Segment Start: Selected passage

The Wall Street Journal‘s L. Gordon Crovitz reports Monday that the Department of Commerce is unlikely to stop Los Angeles-based XYZ.com from enforcing Chinese censorship of domain names around the world.

These names include a list of 12,000 words to ban from Chinese web addresses. “Anyone in any country in the world will be denied use of these domains if their names include words that trouble Beijing’s repressive leaders, Crovitz writes.

The ban could be blocked by the Internet Corporation for Assigned Names and Numbers (ICANN), which is still controlled by the U.S. government. However, Crovitz says, ICANN has become less fearful of U.S. oversight since President Barack Obama made it clear that he wants to hand over control of domain names to the international community. Congress has blocked funding for the move, but, as Crovitz reported earlier, ICANN is going rogue.

As Breitbart News reported last year, the person responsible for the unconscionable abandonment of a key U.S. strategic asset to the whims of our geopolitical rivals is Secretary of Commerce Penny Pritzker, an Obama bundler from Chicago. Pritzker, a billionaire heiress to the Hyatt fortune, was considered too toxic for nomination in 2008, due to her earlier involvement with the collapse of a bank. She passed muster quietly after Obama’s re-election.

The media have followed Pritzker’s peregrinations to Ukraine, where her family is originally from, and to Cuba, where she is encouraging the communist regime to open investment opportunities to U.S. businesses.

Relatively little attention, however, has been paid to the role she is playing in overseeing the destruction of the Internet as a forum for the open exchange of ideas and a freewheeling haven for dissident causes–good and evil–worldwide.

Segment End: Selected passage
Segment Start: Study material

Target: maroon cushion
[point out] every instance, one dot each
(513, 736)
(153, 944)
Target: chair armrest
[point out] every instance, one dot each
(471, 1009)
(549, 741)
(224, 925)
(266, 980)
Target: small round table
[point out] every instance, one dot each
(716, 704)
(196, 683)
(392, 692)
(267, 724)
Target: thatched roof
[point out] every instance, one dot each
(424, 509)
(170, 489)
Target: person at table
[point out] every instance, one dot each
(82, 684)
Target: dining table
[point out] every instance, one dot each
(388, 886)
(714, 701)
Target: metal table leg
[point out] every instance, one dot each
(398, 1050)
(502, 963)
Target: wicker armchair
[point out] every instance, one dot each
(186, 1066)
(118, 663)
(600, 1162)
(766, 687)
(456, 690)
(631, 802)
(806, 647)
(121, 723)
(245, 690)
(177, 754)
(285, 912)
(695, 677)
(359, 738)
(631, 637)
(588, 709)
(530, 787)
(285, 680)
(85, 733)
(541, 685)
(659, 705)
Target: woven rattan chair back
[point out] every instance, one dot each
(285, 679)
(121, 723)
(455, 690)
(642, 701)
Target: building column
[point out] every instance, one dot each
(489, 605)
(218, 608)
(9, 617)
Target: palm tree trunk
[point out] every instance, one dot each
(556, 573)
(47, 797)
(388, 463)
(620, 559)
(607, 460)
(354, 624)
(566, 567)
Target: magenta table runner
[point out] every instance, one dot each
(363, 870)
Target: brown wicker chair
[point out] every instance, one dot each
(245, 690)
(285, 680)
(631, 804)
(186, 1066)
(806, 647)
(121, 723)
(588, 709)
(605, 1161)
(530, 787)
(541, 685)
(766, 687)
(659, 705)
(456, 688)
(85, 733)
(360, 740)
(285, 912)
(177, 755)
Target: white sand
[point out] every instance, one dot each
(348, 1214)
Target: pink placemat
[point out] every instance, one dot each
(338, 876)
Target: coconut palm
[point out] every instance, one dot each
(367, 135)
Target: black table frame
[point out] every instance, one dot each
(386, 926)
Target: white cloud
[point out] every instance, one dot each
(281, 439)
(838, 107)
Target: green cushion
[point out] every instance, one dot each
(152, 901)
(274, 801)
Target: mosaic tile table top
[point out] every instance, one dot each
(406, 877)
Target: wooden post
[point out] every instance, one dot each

Segment End: Study material

**What you will do:**
1 > Name every person the domain-name censorship article identifies by name.
2 > From the domain-name censorship article, extract word for word the part that opens with the words containing "The media have" and closes with "to U.S. businesses.".

**Completed exercise:**
1 > L. Gordon Crovitz, Barack Obama, Penny Pritzker

2 >
The media have followed Pritzker’s peregrinations to Ukraine, where her family is originally from, and to Cuba, where she is encouraging the communist regime to open investment opportunities to U.S. businesses.